Copy out every line of the records below that contains the string "outrigger". Case counts.

## START Record list

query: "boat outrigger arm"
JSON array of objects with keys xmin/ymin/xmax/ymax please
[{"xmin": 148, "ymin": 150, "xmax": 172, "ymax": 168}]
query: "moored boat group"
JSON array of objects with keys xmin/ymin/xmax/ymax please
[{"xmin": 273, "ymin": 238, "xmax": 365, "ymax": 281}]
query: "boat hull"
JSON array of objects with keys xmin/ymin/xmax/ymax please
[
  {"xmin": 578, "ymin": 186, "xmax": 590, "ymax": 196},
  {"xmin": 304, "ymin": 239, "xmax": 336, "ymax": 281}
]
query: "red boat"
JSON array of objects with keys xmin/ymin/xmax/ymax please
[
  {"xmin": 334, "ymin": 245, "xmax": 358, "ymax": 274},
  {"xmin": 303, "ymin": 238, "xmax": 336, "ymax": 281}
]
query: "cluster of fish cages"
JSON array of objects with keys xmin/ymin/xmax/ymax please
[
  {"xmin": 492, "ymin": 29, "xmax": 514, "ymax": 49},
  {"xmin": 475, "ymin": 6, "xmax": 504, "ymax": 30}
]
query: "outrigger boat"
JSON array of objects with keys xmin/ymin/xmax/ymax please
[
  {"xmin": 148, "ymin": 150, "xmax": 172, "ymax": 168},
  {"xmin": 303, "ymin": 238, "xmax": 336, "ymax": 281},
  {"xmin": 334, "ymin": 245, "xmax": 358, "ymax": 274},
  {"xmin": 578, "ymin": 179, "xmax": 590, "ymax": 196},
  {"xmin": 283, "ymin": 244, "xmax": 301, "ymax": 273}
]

## END Record list

# Solution to this exercise:
query: "boat outrigger arm"
query: "outrigger boat"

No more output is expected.